[Start of Given text]

Splitting 9Volts to +/- 4.5v?

[jwhitmore]

There's an answer to this question in the FAQ [1], question "Power Supply - What is V.R., V.B, VREF, 1/2V+ etc....?". Basically you connect the input voltage, (9v) across two equal value resistors in series. You can now make ground or the reference voltage the center of the two resistors in series. That point has a voltage of 4.5V relative to the -Ve input of the power supply but if you use that point as ground you have +4.5 and -4.5 as the two terminals of the input power supply.

I'm happy with that, but unsure of the value of the resistors being used and why. In the example from [1] 2 10K resistors were used in series, which means with nothing else connected you have 9V/20,000 Amps being drawn in idle, or 0.45mA. It's easy to deal with the series resistors in isolation but if you add circuits to the +ve and -ve side of the reference voltage you're putting another effective resistance in parallel with the two 10K resistors, so you no longer have two equal value resistors in series, but 10k || PosR? and 10k || NegR?

And what does all this mean if you have a circuit that's hungry and wants 200mA as opposed to a circuit that only needs 50mA. Should the two 10k resistors be changed to higher/lower value resistors, depending on power hungry circuits?

This all probably changes depending on what you're circuit looks like. I'm only talking about +/-4.5 as I want to use an opamp and maybe in that case a opamp has a very high input resistance, but then does it depends on the configuration of the Amp? Inverting/Non Inverting, soft/hard clipping.

[End of Given text]
[Start of Supplied entries]

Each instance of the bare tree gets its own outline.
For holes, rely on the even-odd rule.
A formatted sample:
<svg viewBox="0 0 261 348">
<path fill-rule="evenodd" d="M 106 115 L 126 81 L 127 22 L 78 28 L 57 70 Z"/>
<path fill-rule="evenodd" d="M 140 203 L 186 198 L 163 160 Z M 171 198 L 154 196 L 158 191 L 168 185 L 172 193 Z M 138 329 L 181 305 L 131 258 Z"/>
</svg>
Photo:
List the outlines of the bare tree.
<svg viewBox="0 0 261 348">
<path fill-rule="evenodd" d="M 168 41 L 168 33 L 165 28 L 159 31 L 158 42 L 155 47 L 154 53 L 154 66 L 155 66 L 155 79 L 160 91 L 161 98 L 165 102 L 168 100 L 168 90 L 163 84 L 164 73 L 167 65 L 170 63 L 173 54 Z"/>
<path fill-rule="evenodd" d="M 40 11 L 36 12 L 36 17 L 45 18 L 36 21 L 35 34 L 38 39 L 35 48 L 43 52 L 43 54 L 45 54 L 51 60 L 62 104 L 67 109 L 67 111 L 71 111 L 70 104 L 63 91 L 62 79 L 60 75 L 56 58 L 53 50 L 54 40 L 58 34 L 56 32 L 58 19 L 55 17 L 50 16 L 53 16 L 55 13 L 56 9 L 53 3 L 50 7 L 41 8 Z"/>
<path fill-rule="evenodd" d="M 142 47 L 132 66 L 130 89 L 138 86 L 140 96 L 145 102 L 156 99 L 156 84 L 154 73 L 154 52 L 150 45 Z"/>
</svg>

[End of Supplied entries]

Tasks ▸
a) In the thread on splitting 9 volts, what resistors were used in the FAQ example?
b) Resume the thread on splitting a 9V supply into +/-4.5V.
The data has no role here.

Results for each task ▸
a) Two 10K resistors in series.

b)
I'm trying to think of a +/- power supply which I can just use without worrying about all this and wondering what should I use, or is there a simple IC that you put in 9V and get the +/- voltages and not have to worry about resistances in parallel or configurations of Amps. Maybe you don't have to worry about all that and two 10k resistors will just always work? But if it's engineering there's probably trade offs involved

Might go and look at digikey or something. There might be a part like a 7805 which is two LDOs glued together

[1] https://aronnelson.com/diywiki/index.php/Frequently_Asked_Questions_(DIY_FAQ)#POWER_SUPPLY

[GibsonGM]

Welcome to the forum!   I'm no guru, and someone will have a fuller explanation shortly I bet, but here is what I understand:

The 2 R's are creating a bias voltage for an active device such as a transistor or opamp...the current required of this network is extremely low, uA.   So you should never have a situation where that divider can't provide it...you can APPROACH this situation in something like an MXR Dist +, which uses 1M to 'starve' the opamp a little, but it still functions.   

Why the values are chosen (10k here, 22k there) can be found by looking up opamp circuit design files on the net.  Texas Instruments has many of them freely available...they usually specify "greater than 10k" and so on, to ensure that the device will have a 'stiff voltage' at the associated input.   A typical rule for dividers is to have 10x the current in the divider as the load will draw...(which holds true for most applications, to your question about varying current draw - you'd design for the higher...and have to take into account dissipation).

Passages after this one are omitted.